- Opening Delimiter -

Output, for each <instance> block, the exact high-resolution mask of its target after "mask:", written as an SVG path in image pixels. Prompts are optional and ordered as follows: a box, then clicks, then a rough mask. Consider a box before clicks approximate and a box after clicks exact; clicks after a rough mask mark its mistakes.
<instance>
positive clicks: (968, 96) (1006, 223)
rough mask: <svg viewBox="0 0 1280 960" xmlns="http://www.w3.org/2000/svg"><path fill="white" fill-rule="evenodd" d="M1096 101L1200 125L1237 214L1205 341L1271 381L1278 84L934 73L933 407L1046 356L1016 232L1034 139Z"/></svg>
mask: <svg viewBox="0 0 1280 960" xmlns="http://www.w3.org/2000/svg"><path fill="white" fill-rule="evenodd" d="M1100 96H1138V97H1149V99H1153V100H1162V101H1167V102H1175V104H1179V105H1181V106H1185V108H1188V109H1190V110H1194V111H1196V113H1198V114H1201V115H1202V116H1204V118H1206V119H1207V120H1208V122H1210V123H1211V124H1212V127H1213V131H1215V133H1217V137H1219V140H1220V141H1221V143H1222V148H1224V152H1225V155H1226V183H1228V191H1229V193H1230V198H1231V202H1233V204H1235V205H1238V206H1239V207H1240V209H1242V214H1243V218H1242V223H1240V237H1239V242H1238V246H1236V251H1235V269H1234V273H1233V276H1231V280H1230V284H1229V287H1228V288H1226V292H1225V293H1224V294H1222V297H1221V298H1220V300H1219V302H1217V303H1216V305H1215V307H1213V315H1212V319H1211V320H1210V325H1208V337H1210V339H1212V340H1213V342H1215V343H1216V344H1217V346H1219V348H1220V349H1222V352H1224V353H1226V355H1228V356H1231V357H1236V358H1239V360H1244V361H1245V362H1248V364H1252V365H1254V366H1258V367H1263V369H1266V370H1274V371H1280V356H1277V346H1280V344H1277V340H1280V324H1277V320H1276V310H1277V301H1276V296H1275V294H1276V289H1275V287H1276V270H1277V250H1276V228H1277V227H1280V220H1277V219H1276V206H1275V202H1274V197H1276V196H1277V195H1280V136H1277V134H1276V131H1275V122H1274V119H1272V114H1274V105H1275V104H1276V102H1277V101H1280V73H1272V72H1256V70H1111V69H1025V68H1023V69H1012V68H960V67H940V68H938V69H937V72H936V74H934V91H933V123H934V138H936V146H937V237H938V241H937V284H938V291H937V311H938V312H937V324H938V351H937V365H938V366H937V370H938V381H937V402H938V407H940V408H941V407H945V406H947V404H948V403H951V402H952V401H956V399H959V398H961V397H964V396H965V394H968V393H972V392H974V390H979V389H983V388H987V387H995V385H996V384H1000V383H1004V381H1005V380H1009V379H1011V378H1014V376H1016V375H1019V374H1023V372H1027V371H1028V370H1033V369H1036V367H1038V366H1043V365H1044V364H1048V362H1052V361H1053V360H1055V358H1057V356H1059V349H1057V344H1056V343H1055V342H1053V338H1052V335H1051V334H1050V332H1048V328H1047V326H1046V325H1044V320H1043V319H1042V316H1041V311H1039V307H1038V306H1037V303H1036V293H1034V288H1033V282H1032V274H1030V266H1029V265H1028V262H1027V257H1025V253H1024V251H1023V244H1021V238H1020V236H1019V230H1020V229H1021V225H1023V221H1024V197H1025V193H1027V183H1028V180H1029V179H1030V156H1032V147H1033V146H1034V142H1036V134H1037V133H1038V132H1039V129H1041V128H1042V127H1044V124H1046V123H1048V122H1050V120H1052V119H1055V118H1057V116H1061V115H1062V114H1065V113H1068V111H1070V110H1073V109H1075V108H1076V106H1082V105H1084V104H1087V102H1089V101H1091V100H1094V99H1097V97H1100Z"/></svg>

- Closing Delimiter -

Please copy out all of the data above, line for line, without changing anything.

Output, for each <instance> block, the exact high-resolution mask of its target after "mask:", written as an SVG path in image pixels. Prompts are optional and ordered as follows: a box, then clicks, then a rough mask. Consider a box before clicks approximate and a box after clicks exact; clicks after a rough mask mark its mistakes.
<instance>
positive clicks: (968, 96) (1006, 223)
rough mask: <svg viewBox="0 0 1280 960" xmlns="http://www.w3.org/2000/svg"><path fill="white" fill-rule="evenodd" d="M1096 101L1200 125L1237 214L1205 341L1271 381L1278 84L934 73L933 407L1046 356L1016 232L1034 139Z"/></svg>
mask: <svg viewBox="0 0 1280 960" xmlns="http://www.w3.org/2000/svg"><path fill="white" fill-rule="evenodd" d="M1100 96H1138V97H1149V99H1153V100H1162V101H1167V102H1175V104H1179V105H1181V106H1185V108H1188V109H1190V110H1194V111H1196V113H1198V114H1201V115H1202V116H1204V118H1206V119H1207V120H1208V122H1210V123H1211V124H1212V127H1213V131H1215V133H1217V137H1219V140H1220V141H1221V143H1222V148H1224V152H1225V155H1226V183H1228V191H1229V193H1230V198H1231V202H1233V204H1235V205H1238V206H1239V207H1240V209H1242V214H1243V218H1242V223H1240V237H1239V242H1238V246H1236V251H1235V269H1234V273H1233V276H1231V280H1230V284H1229V287H1228V288H1226V292H1225V293H1224V294H1222V297H1221V298H1220V300H1219V302H1217V303H1216V305H1215V307H1213V315H1212V319H1211V320H1210V325H1208V337H1210V339H1212V340H1213V342H1215V343H1216V344H1217V346H1219V348H1220V349H1222V352H1224V353H1226V355H1228V356H1231V357H1236V358H1239V360H1244V361H1245V362H1248V364H1252V365H1254V366H1258V367H1263V369H1266V370H1274V371H1280V356H1277V346H1280V344H1277V340H1280V324H1277V320H1276V310H1277V301H1276V296H1275V294H1276V289H1275V287H1276V270H1277V250H1276V228H1277V227H1280V220H1277V219H1276V206H1275V202H1274V197H1276V196H1277V195H1280V136H1277V134H1276V131H1275V122H1274V119H1272V114H1274V105H1275V104H1276V102H1277V101H1280V73H1272V72H1256V70H1111V69H1025V68H1023V69H1012V68H960V67H940V68H938V69H937V72H936V74H934V91H933V123H934V138H936V146H937V237H938V241H937V284H938V291H937V311H938V312H937V324H938V351H937V365H938V366H937V370H938V381H937V402H938V407H940V408H941V407H945V406H947V404H948V403H951V402H952V401H956V399H959V398H961V397H964V396H965V394H968V393H972V392H974V390H979V389H983V388H987V387H995V385H996V384H1000V383H1004V381H1005V380H1009V379H1011V378H1014V376H1016V375H1019V374H1023V372H1027V371H1028V370H1033V369H1036V367H1038V366H1043V365H1044V364H1048V362H1052V361H1053V360H1055V358H1057V356H1059V349H1057V344H1056V343H1055V342H1053V338H1052V335H1051V334H1050V332H1048V328H1047V326H1046V325H1044V320H1043V319H1042V316H1041V311H1039V307H1038V306H1037V303H1036V293H1034V288H1033V282H1032V274H1030V266H1029V265H1028V262H1027V257H1025V253H1024V251H1023V244H1021V238H1020V236H1019V230H1020V229H1021V225H1023V221H1024V197H1025V193H1027V183H1028V180H1029V179H1030V156H1032V147H1033V146H1034V142H1036V134H1037V133H1038V132H1039V129H1041V128H1042V127H1044V124H1046V123H1048V122H1050V120H1052V119H1055V118H1057V116H1061V115H1062V114H1065V113H1068V111H1070V110H1073V109H1075V108H1076V106H1082V105H1084V104H1087V102H1089V101H1091V100H1094V99H1097V97H1100Z"/></svg>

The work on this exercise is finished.